Requirement:
Reproduce the rows below word for word, beginning at the line that contains "Report the location of every instance of the ivy" and continuing through the last of the rows.

Extracted information:
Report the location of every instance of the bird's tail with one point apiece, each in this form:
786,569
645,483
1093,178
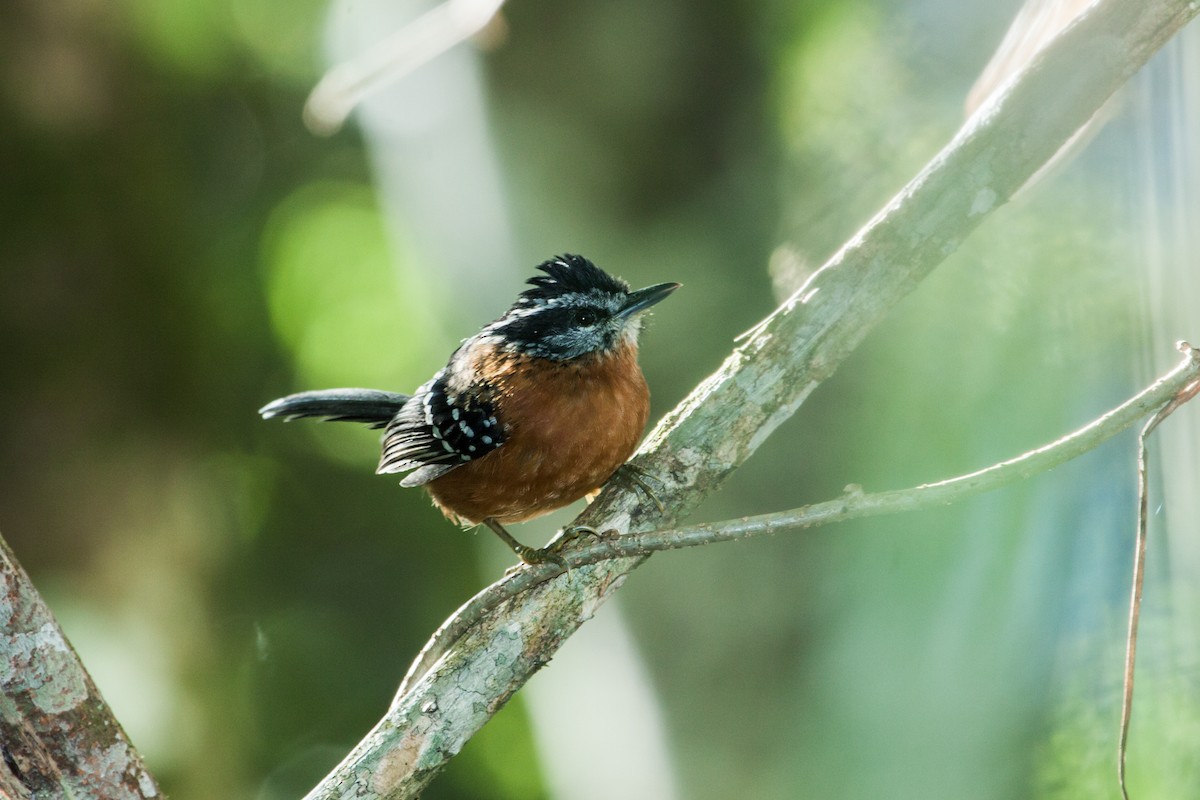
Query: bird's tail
369,405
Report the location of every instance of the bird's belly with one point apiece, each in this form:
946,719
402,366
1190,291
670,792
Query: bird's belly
565,438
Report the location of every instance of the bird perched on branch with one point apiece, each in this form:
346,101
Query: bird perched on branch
532,413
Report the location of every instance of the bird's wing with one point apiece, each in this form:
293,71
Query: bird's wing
437,432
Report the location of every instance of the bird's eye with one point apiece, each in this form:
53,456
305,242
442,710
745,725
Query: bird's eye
586,317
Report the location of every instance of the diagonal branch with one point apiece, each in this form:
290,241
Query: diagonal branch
713,431
58,737
1164,395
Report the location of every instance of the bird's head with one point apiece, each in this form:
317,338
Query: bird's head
574,310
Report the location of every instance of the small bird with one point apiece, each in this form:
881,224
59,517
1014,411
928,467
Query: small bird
532,413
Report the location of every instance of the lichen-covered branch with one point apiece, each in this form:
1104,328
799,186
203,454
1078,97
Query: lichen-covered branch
58,737
765,380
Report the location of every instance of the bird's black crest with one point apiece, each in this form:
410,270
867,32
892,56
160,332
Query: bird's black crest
568,274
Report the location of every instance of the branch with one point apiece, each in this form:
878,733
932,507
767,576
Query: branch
1182,396
713,431
1162,396
58,737
346,85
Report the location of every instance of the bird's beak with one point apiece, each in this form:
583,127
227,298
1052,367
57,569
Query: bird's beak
643,299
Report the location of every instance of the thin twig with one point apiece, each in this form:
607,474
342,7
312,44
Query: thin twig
1165,395
1139,569
765,380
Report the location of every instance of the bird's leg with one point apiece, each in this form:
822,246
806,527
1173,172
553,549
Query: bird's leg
527,554
627,473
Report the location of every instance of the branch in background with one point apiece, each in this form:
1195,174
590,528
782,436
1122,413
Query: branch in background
1163,395
423,40
1182,396
713,431
58,737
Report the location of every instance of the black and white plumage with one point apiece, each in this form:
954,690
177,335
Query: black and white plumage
437,431
533,411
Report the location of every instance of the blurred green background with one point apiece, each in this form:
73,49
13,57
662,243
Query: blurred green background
177,250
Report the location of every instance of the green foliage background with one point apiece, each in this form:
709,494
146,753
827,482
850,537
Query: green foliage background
175,250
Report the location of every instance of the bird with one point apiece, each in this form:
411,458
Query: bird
538,409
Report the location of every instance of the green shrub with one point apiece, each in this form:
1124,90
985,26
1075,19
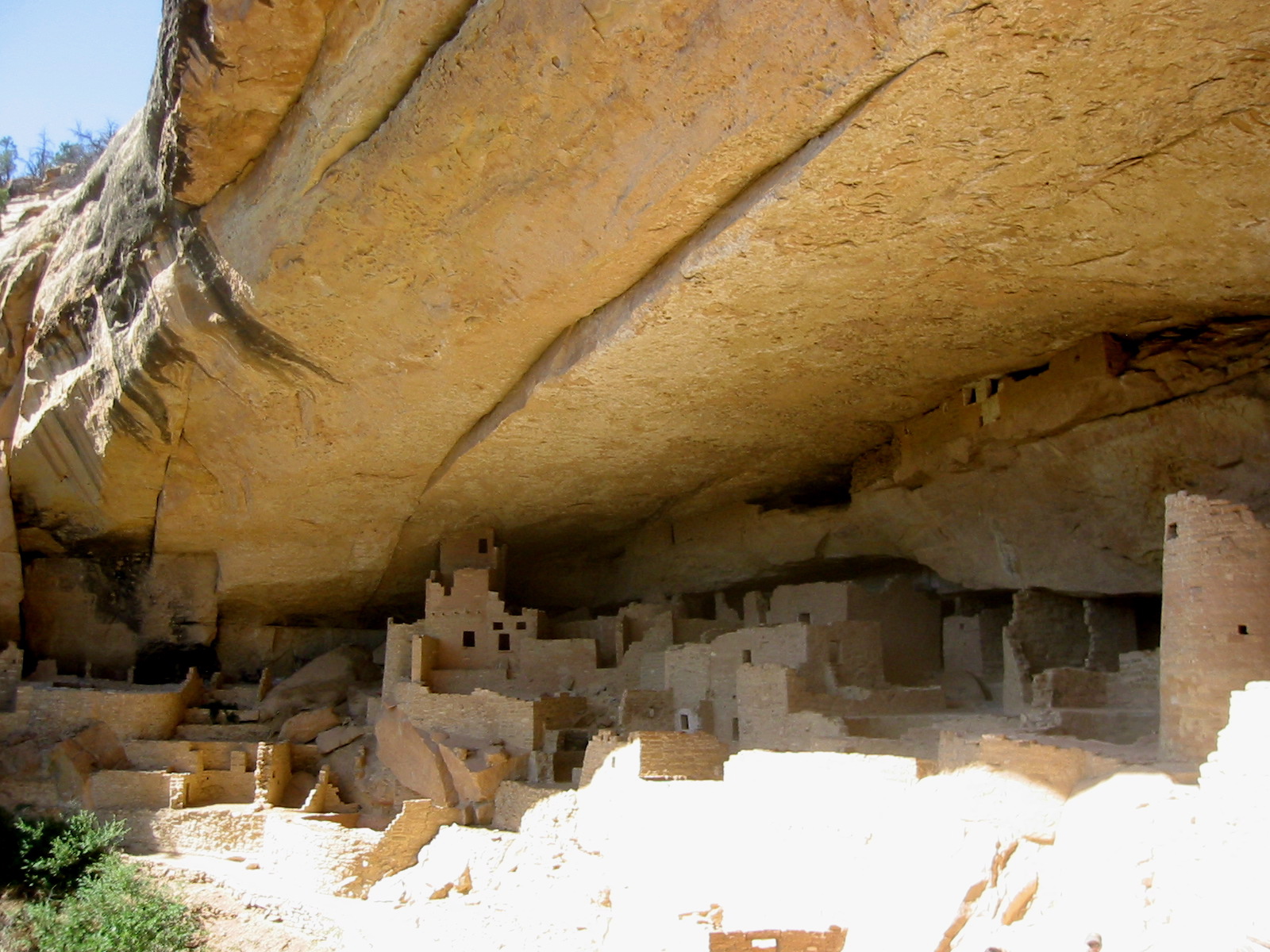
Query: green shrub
114,909
48,856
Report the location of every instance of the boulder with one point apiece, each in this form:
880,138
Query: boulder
306,725
336,738
413,758
324,681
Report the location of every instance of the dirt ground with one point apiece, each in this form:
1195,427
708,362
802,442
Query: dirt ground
239,923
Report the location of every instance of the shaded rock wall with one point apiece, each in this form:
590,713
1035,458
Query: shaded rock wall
597,274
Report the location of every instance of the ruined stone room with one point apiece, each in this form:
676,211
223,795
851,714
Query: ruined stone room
648,476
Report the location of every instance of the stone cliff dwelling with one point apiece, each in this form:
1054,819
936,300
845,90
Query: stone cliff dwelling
624,476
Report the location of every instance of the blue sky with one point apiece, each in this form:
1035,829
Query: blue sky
67,61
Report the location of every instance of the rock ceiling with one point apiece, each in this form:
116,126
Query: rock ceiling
572,268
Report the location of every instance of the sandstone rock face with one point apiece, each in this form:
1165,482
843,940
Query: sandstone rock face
602,273
324,681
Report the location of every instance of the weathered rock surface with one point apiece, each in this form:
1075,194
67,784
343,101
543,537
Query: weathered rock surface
323,682
600,273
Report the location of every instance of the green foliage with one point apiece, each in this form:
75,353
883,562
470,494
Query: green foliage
83,896
114,909
8,160
48,856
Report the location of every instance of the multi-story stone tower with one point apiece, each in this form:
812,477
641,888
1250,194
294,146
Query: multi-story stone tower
1216,619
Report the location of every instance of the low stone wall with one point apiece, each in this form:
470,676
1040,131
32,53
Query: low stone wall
672,755
129,790
133,712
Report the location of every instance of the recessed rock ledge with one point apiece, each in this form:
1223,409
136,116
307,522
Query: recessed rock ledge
702,476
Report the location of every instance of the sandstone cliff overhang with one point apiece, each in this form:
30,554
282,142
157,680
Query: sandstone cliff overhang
360,274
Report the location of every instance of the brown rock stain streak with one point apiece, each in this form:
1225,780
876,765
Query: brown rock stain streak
613,321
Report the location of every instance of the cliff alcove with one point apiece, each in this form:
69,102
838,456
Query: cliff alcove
431,423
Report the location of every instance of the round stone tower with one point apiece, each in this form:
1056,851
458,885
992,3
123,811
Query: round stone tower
1216,619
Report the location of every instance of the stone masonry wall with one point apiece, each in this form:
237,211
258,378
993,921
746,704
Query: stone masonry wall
1216,632
677,755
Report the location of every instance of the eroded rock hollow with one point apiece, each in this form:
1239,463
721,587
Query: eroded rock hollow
444,416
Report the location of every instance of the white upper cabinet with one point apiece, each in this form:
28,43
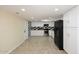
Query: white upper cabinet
71,18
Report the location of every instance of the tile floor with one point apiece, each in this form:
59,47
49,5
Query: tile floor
38,45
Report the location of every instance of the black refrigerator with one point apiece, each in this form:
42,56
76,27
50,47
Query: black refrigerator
58,34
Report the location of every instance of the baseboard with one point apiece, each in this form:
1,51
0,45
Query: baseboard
16,47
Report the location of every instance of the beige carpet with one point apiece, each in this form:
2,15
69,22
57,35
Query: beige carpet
38,45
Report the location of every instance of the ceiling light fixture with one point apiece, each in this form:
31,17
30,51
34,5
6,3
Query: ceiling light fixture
56,9
45,20
23,10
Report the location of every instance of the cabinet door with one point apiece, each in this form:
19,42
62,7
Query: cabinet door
73,40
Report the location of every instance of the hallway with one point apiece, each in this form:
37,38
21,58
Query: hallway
38,45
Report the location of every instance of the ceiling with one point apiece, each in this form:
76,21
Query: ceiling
38,12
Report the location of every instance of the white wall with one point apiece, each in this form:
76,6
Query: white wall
71,30
11,31
26,30
40,32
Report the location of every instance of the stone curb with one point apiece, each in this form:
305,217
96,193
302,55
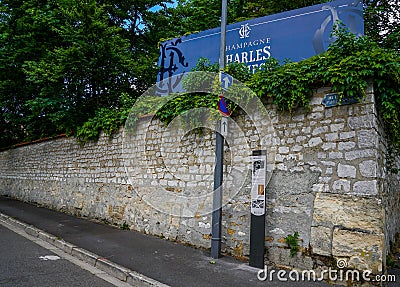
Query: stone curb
126,275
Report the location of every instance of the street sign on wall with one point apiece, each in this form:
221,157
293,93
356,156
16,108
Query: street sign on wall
294,35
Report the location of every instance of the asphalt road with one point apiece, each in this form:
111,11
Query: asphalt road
24,263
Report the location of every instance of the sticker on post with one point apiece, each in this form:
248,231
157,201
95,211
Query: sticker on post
258,185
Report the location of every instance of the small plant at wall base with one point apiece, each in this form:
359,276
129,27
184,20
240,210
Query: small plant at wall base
293,243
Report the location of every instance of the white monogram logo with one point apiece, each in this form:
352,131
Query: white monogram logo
244,31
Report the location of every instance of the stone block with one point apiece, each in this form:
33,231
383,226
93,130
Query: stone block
341,185
348,211
365,250
367,138
314,141
368,168
346,171
365,153
321,241
366,187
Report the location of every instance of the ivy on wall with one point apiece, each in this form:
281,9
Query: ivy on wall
349,65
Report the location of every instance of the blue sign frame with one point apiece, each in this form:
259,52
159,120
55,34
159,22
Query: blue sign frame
293,35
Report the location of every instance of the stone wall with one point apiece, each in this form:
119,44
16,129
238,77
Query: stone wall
330,184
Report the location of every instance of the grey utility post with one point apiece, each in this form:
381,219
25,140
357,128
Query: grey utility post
257,223
219,152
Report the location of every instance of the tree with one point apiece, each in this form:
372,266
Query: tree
382,22
24,36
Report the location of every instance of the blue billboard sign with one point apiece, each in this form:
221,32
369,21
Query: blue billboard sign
294,35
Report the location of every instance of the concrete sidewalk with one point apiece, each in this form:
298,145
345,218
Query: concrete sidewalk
146,260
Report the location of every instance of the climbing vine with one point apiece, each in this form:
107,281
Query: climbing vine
349,65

Response for this exercise:
Report the location of every instance of the ivy on wall with one point apiece, each in this form:
281,9
Query: ivy on wall
349,65
Report the location of every instance of the blue sign frame with one point apiece, each in this form:
259,52
159,120
55,34
159,22
Query: blue sign frame
293,35
Report the location of every instance of the stone wall with one point apiece, each in this form:
119,44
16,129
238,77
Query: stone wall
330,184
Report the location of every instance of the grey utility post with one point apiece, each in this form:
381,219
25,140
357,128
Query: grey utility post
257,223
219,152
Report the location of every instance of the tree with one point apiece, each in this form:
372,266
Query: tree
382,22
24,36
Report the location of every instance of the blue billboard sign with one point apiece, each in this form:
221,32
369,21
Query: blue billboard sign
294,35
Report the location of every instance of the concrete sidewalk with one point apiece, each in this form:
298,145
345,218
Query: concrete sidewalk
146,260
Report the location of every instance of the climbing vine with one point apiece, each in this form:
107,281
Query: climbing vine
349,65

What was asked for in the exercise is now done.